# Start of INPUT RECORDS

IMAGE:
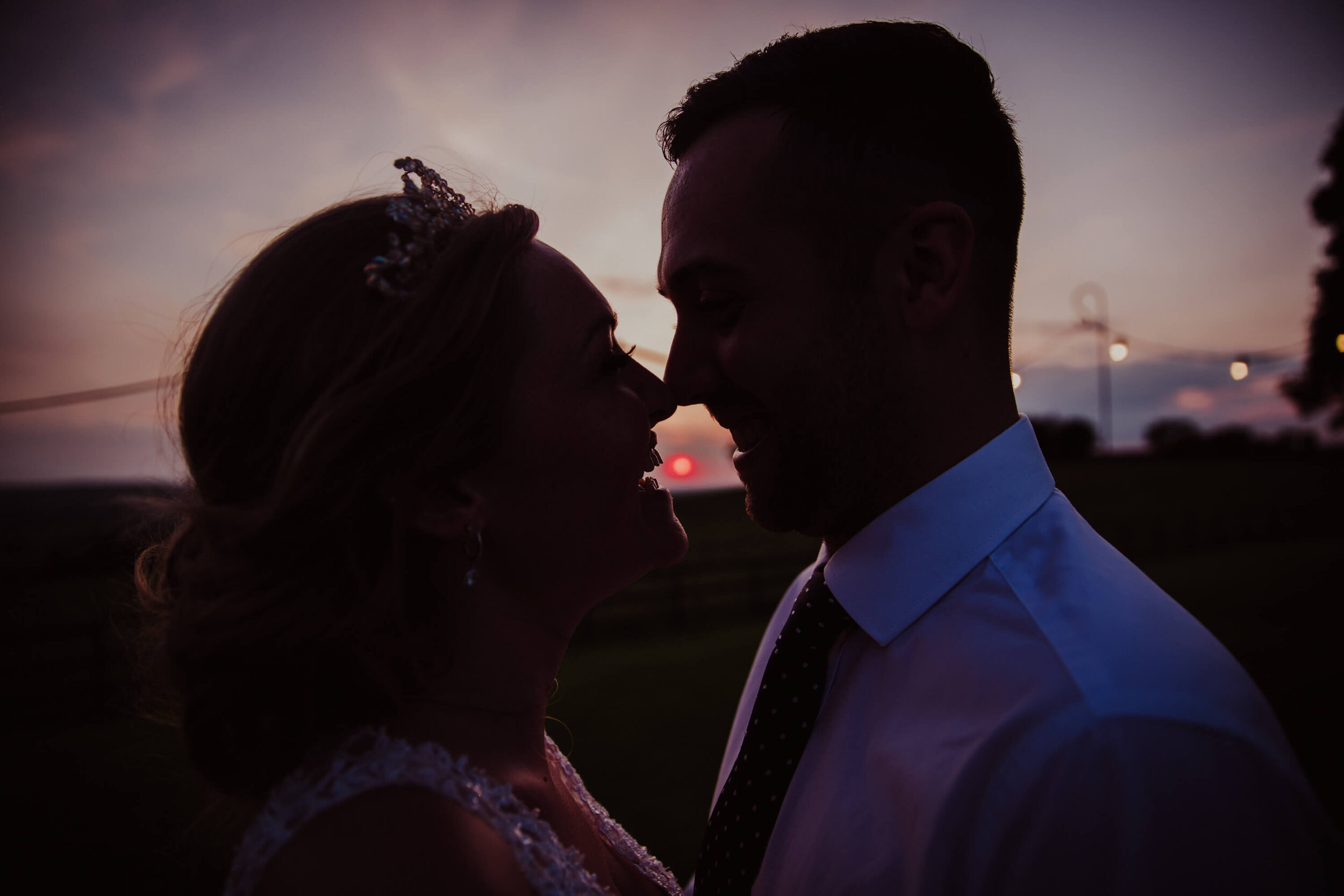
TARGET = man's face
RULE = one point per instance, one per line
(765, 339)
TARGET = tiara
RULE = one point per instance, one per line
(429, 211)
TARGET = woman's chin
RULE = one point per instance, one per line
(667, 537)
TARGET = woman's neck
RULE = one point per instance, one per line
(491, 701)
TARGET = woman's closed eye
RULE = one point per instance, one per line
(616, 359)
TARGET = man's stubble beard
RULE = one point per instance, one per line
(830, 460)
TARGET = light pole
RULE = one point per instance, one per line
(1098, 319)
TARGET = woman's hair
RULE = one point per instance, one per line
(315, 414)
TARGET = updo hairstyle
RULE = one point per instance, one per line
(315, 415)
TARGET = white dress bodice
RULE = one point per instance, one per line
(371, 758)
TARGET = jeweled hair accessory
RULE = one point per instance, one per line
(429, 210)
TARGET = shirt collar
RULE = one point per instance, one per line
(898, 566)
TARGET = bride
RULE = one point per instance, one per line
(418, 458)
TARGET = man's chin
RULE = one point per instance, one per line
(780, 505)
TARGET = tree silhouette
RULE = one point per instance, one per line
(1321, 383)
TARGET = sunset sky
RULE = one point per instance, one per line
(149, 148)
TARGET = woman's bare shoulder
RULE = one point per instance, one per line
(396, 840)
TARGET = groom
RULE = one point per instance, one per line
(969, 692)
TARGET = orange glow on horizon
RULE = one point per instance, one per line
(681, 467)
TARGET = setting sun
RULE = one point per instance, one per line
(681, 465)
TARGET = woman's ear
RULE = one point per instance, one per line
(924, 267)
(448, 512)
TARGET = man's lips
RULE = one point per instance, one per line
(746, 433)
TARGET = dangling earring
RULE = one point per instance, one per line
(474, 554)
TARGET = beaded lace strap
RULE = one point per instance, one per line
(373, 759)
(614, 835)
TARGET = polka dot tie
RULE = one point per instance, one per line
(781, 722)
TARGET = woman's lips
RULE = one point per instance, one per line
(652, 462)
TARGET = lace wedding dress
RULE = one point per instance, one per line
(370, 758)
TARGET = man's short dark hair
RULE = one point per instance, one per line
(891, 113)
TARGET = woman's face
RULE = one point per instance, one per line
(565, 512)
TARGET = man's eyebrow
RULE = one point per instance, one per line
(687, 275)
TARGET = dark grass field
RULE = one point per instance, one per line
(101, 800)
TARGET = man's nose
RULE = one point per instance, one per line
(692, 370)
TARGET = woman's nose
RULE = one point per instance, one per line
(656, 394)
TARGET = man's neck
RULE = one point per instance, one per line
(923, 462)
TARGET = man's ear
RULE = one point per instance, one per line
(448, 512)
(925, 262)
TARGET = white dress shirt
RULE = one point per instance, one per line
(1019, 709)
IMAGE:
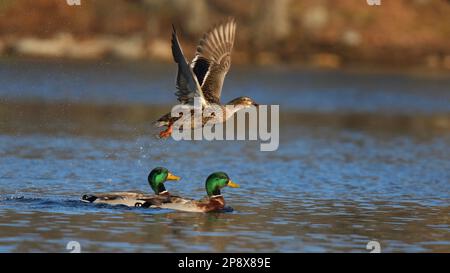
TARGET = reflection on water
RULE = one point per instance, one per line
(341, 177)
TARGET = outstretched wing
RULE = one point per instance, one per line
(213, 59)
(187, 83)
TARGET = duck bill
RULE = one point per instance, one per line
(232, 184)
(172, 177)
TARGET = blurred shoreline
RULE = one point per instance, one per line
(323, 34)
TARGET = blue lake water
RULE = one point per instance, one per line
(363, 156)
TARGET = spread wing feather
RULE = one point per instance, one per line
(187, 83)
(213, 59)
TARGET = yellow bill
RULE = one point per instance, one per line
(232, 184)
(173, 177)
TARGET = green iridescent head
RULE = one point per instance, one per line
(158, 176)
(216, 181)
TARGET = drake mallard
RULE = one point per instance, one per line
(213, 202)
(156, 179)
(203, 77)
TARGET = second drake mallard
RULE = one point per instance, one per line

# End of INPUT RECORDS

GIVEN INSTRUCTION: Print all of the records shown above exactly, leaving out each picture.

CORRECT RESULT:
IMAGE:
TARGET = man's face
RULE = one point per instance, one per line
(765, 339)
TARGET = tiara
RULE = one point per instance, one per line
(429, 211)
TARGET = woman's chin
RULE = one point per instance, one per line
(667, 537)
TARGET = woman's neck
RULE = one point per instance, one per line
(491, 701)
TARGET = woman's closed eye
RULE = one point per instance, one per line
(616, 359)
TARGET = man's stubble beard
RULE = one point per instance, one per line
(830, 460)
TARGET = light pole
RULE = one point per instance, one per line
(1098, 319)
TARGET = woman's hair
RULE = one point per instance, one per line
(315, 414)
TARGET = updo hairstyle
RULE = one point per instance, one per line
(315, 415)
TARGET = white dress bodice
RULE = one point per instance, one per line
(371, 758)
TARGET = jeweled hair accessory
RULE = one point per instance, one per line
(429, 210)
TARGET = shirt collar
RULE = one point per instance, one per line
(898, 566)
TARGET = bride
RULE = one point per instance, one per line
(418, 458)
TARGET = man's chin
RULE = one point per instance, one per line
(780, 505)
TARGET = tree silhouette
RULE = one point per instance, one per line
(1321, 383)
TARGET = sunset sky
RULE = one point per instance, one per line
(149, 148)
TARGET = woman's bare shoulder
RULE = one point per instance, one per line
(396, 840)
TARGET = groom
RULE = one point per instance, one per line
(969, 692)
TARGET = orange glow on horizon
RULE = one point per instance, one per line
(681, 467)
TARGET = setting sun
RULE = one point per instance, one per line
(681, 465)
TARGET = woman's ear
RULE = one point per instance, one per line
(924, 267)
(448, 512)
TARGET = man's lips
RULE = one point per instance, one per line
(746, 433)
TARGET = dangling earring
RULE = one point per instance, one per line
(474, 554)
TARGET = beaded lace strap
RULE = one point per instance, one per line
(373, 759)
(614, 835)
TARGET = polka dot tie
RULE = one point per instance, one per line
(781, 722)
TARGET = woman's lips
RULE = one point per instance, one per line
(652, 462)
TARGET = lace wedding dress
RULE = one point per instance, one per line
(370, 758)
TARGET = man's short dark hair
RULE = one point per instance, one per line
(891, 113)
TARGET = woman's face
RULE = one point per instance, one per line
(565, 512)
TARGET = man's eyebrow
RULE = one point per instance, one per line
(687, 275)
TARGET = dark grass field
RULE = one point per instance, one per line
(101, 800)
TARGET = man's nose
RULE = one point per instance, one per line
(692, 370)
TARGET = woman's nose
RULE = one point per instance, one per line
(656, 394)
TARGET = man's neck
RULE = one point per instance, one per line
(923, 462)
TARGET = man's ear
RULE = one point per instance, one per line
(448, 512)
(925, 262)
TARGET = white dress shirt
RULE = one point per instance, one per line
(1019, 709)
IMAGE:
TARGET = reflection on water
RULE = one point per instance, one per line
(341, 177)
TARGET = outstretched wing
RULE = one point per instance, one per line
(213, 59)
(187, 83)
TARGET = duck bill
RULE = one point per instance, one per line
(232, 184)
(172, 177)
TARGET = blurred shoreline
RULE = one point per instance, one per line
(323, 34)
TARGET = blue lake water
RULE = one point per instance, one per line
(363, 156)
TARGET = spread wing feather
RULE = one point per instance, one per line
(187, 83)
(213, 59)
TARGET = yellow bill
RULE = one point per instance, one per line
(232, 184)
(173, 177)
TARGET = green iridescent head
RULE = one point per instance, one per line
(158, 176)
(216, 181)
TARGET = drake mallard
RULE = one point per instance, one per line
(213, 202)
(156, 179)
(203, 77)
TARGET = second drake mallard
RULE = one point per instance, one per line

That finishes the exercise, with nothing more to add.